> [SELECTED EXTRACT]

I’m not a complete native plant snob. If something grows, looks good, and isn’t an invasive, life sucking, parasite of other plants, I welcome it in my yard. Native, or at least natural is far better for the environment, and if I can stare from the studio at my fern surrounded, century old water oak that our son Skyler named ‘Old Friend Tree’ when he was little, then I’m content. I don’t have to go find nature. I live in it, one of the of only major cities in the world that exists in a botanically defined forest.

> [CHECK YOUR UNDERSTANDING]
(1) Answer these from the passage about native plants in the yard:
(a) Besides growing and looking good, what must a plant not be for the writer to welcome it?
(b) What name did Skyler give the tree, and when?
(c) What kind of tree is it, and how old is it?
(2) Write a continuation of the passage about native plants in the yard, picking up right after its final sentence.

(Natural language descriptions of regions)
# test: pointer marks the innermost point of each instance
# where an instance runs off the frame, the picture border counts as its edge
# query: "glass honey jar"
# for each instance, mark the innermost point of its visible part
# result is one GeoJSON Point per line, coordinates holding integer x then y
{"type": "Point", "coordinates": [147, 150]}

> [ANSWERS TO EACH TASK]
(1)
(a) It must not be an invasive, life sucking parasite of other plants.
(b) He named it "Old Friend Tree" when he was little.
(c) It is a water oak, about a century old.

(2)
The perfect yards with mowed grass and rigid flower and shrub beds, the ones that require loud leaf blowers and lawn mowers every week for nine months of the year here, are not my cup of tea. They remind me of hairstyles from the 1960’s and 70’s, of my grandmother Johnnie Jo’s hair: stiff, washed and set once a week, utterly unnatural, and spray lacquered to hell and back. Bubble hair, I call it. Or Republican hair. Periodically, and for reasons I can’t recall, bubble hair is one of those topics of annoyance that I’ve gone on about late on a Friday afternoon when my studio assistant Uduak is here. She would listen to this one patiently, but it was always obvious she had no idea what I was ranting about. She alternately sports long braids or short natural hair, both of which suit her exquisite cheekbones looks to a T. The idea of hair that must be teased and sprayed is simply not part of her generation.
“Nancy Reagan. Bubble hair!!!”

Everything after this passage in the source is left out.